▶ [Records for this exercise]:
=-=-=-=-=

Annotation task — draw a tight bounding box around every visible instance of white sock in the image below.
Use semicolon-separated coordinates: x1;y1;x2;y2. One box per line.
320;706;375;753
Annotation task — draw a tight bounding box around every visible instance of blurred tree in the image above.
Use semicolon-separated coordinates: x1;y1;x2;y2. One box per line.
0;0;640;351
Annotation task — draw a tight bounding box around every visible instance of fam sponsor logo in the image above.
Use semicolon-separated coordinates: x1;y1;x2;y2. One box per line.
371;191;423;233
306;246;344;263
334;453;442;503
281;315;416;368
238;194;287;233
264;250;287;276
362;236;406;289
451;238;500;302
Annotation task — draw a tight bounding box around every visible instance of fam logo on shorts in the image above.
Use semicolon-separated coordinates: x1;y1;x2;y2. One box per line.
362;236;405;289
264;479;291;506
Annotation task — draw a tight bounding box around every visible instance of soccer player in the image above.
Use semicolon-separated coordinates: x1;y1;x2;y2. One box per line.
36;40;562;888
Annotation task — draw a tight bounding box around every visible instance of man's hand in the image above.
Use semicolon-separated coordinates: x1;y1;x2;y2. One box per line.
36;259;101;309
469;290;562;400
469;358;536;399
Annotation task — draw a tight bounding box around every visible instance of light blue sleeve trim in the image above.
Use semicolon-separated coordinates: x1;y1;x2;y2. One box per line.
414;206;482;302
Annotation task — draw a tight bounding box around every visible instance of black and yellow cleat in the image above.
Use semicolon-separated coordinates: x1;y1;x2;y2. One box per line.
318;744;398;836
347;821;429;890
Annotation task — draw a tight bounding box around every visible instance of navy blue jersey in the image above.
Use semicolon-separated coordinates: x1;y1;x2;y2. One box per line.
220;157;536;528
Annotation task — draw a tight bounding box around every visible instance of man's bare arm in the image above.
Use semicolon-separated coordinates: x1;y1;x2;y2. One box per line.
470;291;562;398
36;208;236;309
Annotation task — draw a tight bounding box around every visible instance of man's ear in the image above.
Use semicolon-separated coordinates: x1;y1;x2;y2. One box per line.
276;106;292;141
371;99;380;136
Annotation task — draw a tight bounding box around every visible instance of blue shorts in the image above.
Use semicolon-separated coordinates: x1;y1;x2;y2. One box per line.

=-=-=-=-=

▶ [Exercise brief]:
Rescale the answers from the start of the records through the line containing "0;0;640;351", inclusive, by multiplying every bounding-box coordinate by 1.3 and rounding to whole numbers, with halves rounded up. Reproduce all of those lines, keeping every other line unchanged.

▶ [Finished answer]:
Annotation task — draw a tight bounding box around every visible instance of white sock in the image below.
Use semicolon-separated coordinates: x1;y1;x2;y2. One box per line.
416;918;488;979
Annotation task — draw a tight bounding box around every visible instance of blurred tree in the image above.
Use semicolon-separated coordinates: x1;y1;x2;y2. One box per line.
0;0;832;456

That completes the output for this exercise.